** EXTRACTED INFORMATION follows **

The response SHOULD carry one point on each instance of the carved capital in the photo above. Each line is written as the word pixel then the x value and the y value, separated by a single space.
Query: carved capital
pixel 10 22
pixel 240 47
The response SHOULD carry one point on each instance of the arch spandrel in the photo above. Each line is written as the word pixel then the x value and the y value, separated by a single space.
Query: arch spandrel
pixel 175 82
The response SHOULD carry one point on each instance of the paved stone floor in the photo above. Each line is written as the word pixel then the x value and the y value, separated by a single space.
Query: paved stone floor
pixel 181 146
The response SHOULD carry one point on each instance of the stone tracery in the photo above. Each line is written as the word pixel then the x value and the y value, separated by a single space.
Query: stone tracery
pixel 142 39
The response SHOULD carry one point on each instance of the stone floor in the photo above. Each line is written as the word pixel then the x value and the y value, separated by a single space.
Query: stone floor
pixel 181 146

** End of EXTRACTED INFORMATION **
** EXTRACTED INFORMATION follows **

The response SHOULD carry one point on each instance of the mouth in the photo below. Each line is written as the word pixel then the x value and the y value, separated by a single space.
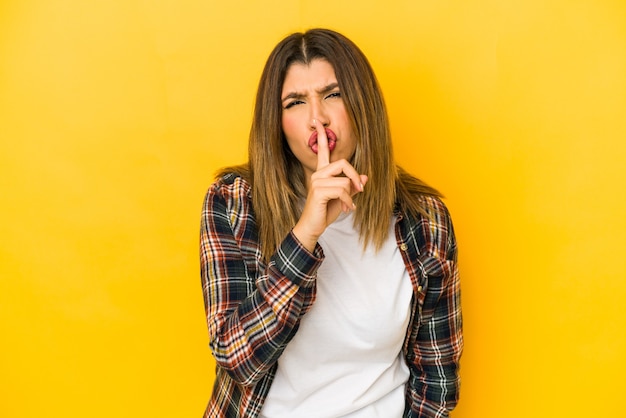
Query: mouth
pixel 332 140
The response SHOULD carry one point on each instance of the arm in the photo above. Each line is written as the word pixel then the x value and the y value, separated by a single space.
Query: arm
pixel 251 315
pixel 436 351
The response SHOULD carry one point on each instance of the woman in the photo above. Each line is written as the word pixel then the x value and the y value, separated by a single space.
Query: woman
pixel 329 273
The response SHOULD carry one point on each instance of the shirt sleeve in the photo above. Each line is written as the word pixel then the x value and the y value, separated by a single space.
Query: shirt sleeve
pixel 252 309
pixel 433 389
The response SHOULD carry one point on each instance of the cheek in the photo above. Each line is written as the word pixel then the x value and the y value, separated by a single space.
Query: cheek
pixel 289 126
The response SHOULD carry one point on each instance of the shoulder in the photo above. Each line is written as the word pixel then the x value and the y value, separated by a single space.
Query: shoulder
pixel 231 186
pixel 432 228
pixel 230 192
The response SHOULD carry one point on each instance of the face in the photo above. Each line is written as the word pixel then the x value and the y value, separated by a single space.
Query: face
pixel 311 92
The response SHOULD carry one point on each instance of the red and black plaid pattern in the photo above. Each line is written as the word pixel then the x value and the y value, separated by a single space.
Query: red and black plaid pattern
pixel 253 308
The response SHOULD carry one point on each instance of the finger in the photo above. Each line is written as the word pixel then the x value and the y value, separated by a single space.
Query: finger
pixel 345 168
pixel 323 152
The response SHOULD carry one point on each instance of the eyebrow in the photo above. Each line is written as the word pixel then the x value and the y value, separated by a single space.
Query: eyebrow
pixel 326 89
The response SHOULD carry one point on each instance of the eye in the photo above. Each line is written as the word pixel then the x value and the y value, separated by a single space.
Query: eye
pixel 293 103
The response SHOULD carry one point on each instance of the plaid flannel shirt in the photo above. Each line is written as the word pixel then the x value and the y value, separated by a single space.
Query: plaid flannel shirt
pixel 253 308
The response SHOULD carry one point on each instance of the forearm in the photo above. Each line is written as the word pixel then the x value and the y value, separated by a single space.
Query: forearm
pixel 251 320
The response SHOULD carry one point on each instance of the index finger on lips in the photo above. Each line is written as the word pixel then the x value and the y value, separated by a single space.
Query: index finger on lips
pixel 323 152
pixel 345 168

** End of EXTRACTED INFORMATION **
** EXTRACTED INFORMATION follows **

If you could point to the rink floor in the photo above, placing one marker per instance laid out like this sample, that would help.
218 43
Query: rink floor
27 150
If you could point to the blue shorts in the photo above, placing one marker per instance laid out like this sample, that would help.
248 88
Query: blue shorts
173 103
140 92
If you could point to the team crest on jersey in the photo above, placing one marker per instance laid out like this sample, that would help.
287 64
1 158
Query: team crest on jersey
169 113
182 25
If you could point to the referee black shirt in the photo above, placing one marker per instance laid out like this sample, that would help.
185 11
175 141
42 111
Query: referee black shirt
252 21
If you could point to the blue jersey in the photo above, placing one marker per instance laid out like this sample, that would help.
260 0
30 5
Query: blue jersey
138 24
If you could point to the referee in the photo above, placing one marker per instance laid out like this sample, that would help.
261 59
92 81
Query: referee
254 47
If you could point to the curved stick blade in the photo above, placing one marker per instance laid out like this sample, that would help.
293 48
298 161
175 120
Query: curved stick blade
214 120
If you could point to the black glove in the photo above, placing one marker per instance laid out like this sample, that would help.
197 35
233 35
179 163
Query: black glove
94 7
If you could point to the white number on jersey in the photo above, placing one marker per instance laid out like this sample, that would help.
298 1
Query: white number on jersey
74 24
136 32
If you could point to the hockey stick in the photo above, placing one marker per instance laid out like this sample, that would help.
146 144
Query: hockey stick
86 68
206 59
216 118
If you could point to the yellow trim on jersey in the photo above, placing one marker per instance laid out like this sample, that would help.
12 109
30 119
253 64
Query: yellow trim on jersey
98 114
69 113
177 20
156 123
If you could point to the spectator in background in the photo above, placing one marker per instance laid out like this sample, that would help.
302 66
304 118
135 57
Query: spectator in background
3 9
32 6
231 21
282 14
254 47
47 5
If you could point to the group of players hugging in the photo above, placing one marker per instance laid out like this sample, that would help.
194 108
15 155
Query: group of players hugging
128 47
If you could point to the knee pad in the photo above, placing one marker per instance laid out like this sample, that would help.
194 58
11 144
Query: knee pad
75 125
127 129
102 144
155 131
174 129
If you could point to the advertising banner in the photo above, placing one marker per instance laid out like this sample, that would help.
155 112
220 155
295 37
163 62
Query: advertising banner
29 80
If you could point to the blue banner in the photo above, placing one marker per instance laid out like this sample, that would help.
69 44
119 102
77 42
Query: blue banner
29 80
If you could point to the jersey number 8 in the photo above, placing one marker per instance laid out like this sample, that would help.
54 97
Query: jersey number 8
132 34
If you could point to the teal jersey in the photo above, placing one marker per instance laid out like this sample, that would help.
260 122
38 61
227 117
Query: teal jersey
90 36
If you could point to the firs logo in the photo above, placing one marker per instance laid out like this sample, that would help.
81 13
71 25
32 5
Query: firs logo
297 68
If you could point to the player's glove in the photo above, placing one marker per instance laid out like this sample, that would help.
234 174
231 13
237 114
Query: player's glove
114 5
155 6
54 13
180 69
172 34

** End of EXTRACTED INFORMATION **

WHAT THE EXERCISE ASKS:
Of the entries above, repeat exactly the lines between the line with "of the carved" and the line with "the stone tracery", inclusive, and no others.

RESPONSE:
The response SHOULD carry one point on each instance of the carved capital in the photo above. Each line is written as the word pixel then the x value and the y value, separated by a single space.
Query: carved capital
pixel 10 22
pixel 240 47
The response SHOULD carry one point on each instance of the arch spandrel in the photo above. Each line is written as the word pixel then the x value and the y value, separated by a single space.
Query: arch spandrel
pixel 175 82
The response SHOULD carry one point on each instance of the paved stone floor in the photo above. Each line is written as the word pixel then the x value and the y value, separated by a single space.
Query: paved stone floor
pixel 181 146
The response SHOULD carry one point on each instance of the stone tracery in the photo above. Each line is written as the word pixel then the x value and the y value, separated by a single space.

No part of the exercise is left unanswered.